◆ Task to complete ◆
In the entries that follow, copy exactly each line from the first through the line with "Locates the sky".

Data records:
★ ★ ★ ★ ★

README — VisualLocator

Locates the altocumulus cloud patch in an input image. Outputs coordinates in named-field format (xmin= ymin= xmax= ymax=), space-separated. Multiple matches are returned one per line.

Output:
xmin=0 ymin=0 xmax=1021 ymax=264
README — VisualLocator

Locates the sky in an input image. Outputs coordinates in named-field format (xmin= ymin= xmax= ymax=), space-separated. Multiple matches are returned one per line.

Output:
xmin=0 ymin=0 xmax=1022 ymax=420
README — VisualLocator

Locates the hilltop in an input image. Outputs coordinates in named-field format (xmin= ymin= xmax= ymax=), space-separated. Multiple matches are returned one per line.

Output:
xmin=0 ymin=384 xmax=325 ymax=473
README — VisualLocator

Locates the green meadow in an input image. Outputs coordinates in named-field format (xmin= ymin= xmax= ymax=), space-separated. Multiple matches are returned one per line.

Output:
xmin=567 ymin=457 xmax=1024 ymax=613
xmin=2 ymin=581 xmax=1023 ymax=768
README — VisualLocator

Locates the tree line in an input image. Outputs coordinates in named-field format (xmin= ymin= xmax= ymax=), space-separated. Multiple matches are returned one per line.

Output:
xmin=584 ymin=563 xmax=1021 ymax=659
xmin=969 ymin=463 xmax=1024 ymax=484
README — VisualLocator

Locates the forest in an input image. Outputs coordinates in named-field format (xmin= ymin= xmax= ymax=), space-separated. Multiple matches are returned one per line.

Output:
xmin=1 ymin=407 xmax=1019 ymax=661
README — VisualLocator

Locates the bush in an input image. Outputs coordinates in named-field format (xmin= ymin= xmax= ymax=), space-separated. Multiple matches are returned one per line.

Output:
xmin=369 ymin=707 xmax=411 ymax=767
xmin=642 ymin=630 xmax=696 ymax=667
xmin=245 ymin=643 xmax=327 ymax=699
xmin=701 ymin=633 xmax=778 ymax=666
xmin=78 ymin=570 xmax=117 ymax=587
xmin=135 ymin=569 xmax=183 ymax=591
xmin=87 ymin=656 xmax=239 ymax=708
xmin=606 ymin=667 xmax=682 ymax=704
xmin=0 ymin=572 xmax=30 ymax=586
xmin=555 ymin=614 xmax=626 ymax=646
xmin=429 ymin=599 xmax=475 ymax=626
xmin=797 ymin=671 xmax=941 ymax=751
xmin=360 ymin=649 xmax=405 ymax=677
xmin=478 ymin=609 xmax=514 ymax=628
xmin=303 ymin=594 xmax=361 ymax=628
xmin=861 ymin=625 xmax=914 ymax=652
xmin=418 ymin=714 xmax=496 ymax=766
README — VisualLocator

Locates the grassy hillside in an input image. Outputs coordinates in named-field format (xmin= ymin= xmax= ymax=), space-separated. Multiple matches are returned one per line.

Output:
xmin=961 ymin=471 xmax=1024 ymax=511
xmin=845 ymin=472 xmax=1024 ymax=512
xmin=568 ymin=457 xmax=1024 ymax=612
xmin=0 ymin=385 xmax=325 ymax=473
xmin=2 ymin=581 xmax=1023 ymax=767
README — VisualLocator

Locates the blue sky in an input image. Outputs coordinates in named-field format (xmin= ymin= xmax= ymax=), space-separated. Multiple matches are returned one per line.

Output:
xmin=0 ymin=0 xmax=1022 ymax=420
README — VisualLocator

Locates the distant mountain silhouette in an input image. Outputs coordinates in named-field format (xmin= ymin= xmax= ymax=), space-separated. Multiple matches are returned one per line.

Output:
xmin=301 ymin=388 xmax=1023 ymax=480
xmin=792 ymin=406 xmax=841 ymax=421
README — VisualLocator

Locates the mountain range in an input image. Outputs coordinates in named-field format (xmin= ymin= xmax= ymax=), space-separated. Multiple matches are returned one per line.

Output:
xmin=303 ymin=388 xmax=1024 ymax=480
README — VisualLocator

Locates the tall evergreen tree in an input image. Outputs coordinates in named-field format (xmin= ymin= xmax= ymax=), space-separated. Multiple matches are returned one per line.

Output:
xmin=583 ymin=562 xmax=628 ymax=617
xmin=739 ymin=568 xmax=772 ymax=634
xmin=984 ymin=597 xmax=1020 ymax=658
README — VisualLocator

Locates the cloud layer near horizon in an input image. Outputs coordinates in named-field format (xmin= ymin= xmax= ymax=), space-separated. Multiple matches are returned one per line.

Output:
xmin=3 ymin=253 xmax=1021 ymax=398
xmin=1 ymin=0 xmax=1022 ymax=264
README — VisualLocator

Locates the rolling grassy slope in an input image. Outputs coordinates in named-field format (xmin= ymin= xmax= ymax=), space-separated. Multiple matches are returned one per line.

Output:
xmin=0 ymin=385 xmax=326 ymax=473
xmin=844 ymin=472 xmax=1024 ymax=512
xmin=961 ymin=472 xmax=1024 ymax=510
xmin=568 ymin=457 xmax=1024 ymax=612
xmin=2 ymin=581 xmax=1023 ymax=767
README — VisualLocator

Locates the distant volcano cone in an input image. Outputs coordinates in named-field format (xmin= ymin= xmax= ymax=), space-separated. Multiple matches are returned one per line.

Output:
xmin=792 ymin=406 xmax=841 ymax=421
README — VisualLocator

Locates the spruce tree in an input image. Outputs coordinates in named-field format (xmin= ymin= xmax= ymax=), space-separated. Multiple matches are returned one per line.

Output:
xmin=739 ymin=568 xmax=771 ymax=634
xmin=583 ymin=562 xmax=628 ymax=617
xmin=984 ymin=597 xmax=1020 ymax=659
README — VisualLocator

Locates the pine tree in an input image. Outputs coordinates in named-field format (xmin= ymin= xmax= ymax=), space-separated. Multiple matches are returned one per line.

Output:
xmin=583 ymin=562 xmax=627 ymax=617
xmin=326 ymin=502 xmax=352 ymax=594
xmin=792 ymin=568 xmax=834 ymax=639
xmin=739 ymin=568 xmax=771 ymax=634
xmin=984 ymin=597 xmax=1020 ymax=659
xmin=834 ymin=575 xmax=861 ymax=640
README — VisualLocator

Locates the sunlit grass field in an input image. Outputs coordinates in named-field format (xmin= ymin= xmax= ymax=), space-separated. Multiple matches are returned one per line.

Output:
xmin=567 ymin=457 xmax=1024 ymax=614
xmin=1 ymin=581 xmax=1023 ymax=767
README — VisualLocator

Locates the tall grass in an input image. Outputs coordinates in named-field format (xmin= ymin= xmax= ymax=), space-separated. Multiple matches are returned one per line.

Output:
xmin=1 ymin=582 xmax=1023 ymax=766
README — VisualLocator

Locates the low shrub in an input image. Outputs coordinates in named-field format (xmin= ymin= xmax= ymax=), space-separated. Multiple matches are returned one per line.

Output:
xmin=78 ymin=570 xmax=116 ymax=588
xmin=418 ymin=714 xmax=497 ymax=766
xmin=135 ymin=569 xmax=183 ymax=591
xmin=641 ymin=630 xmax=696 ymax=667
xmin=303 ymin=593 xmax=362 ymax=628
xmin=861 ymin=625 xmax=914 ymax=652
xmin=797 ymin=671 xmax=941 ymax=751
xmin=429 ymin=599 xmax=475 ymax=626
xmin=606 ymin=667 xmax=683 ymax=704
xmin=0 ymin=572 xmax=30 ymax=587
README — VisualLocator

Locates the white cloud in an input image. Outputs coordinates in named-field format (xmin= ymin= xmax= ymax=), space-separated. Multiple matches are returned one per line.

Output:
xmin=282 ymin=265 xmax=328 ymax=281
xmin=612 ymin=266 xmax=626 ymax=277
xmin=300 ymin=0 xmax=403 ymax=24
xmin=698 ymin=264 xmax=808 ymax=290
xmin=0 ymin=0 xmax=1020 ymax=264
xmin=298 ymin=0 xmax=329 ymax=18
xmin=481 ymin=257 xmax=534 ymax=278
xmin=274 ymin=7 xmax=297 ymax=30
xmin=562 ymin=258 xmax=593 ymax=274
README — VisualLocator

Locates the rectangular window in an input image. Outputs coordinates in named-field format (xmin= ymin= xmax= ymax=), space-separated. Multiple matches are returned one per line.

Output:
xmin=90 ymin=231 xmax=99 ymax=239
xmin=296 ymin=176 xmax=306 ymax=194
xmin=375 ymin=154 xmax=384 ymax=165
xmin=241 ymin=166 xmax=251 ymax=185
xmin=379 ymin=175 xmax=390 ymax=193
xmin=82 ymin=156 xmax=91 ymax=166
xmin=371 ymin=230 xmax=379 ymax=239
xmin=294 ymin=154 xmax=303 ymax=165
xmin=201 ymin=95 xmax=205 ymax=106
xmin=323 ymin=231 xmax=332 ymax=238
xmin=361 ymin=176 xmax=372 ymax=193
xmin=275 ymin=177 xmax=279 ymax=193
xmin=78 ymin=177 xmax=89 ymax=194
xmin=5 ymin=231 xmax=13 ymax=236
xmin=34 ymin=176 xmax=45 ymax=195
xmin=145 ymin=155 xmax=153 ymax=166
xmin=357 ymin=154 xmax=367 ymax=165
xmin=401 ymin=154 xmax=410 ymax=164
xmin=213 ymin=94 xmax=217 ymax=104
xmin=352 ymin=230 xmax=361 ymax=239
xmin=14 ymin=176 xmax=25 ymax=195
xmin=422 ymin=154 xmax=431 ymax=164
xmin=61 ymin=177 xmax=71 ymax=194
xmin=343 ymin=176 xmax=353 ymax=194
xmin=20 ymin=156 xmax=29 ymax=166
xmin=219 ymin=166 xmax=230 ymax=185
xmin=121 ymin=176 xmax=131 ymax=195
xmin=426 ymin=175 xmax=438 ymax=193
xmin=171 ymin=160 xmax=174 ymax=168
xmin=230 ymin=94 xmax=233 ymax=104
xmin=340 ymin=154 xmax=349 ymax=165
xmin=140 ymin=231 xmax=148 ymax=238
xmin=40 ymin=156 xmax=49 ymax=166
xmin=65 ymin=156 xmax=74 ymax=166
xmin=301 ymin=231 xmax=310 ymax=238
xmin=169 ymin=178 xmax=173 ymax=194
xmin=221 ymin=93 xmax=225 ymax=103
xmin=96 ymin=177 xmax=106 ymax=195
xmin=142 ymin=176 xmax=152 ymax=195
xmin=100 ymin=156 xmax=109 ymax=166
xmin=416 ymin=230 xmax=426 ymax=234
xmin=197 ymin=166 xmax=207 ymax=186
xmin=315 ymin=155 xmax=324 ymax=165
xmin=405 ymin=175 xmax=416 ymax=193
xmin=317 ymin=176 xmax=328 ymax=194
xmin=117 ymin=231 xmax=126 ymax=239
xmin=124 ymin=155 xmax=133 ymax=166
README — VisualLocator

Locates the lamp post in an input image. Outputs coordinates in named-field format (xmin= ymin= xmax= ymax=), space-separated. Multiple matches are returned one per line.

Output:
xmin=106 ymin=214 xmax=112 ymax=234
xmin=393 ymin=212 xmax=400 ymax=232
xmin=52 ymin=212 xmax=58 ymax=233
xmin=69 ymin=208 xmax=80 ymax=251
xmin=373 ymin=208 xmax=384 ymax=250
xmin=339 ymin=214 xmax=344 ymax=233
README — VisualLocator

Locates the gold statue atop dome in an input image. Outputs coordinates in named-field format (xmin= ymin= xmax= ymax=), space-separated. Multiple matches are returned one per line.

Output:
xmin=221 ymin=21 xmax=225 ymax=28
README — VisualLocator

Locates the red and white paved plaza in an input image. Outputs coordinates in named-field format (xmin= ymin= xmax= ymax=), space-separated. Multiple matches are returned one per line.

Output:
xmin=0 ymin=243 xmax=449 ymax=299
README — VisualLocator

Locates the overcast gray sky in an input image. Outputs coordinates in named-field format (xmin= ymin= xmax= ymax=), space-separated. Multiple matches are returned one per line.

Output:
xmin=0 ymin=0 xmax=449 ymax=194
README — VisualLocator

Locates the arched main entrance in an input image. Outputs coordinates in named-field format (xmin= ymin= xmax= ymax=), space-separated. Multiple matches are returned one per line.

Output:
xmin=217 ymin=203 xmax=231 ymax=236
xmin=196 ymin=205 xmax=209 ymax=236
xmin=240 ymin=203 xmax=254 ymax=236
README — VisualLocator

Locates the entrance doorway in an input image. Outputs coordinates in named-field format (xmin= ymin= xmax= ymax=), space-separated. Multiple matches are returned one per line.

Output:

★ ★ ★ ★ ★

◆ Completed task ◆
README — VisualLocator

Locates the altocumulus cloud patch in an input image. Outputs coordinates in named-field format (xmin= ymin= xmax= ymax=), space-separated. Multiple matches are returned one per line.

Output:
xmin=0 ymin=0 xmax=1021 ymax=264
README — VisualLocator

Locates the sky in an input image. Outputs coordinates in named-field format (xmin= ymin= xmax= ymax=), space-separated. Multiple matches are returned one per line.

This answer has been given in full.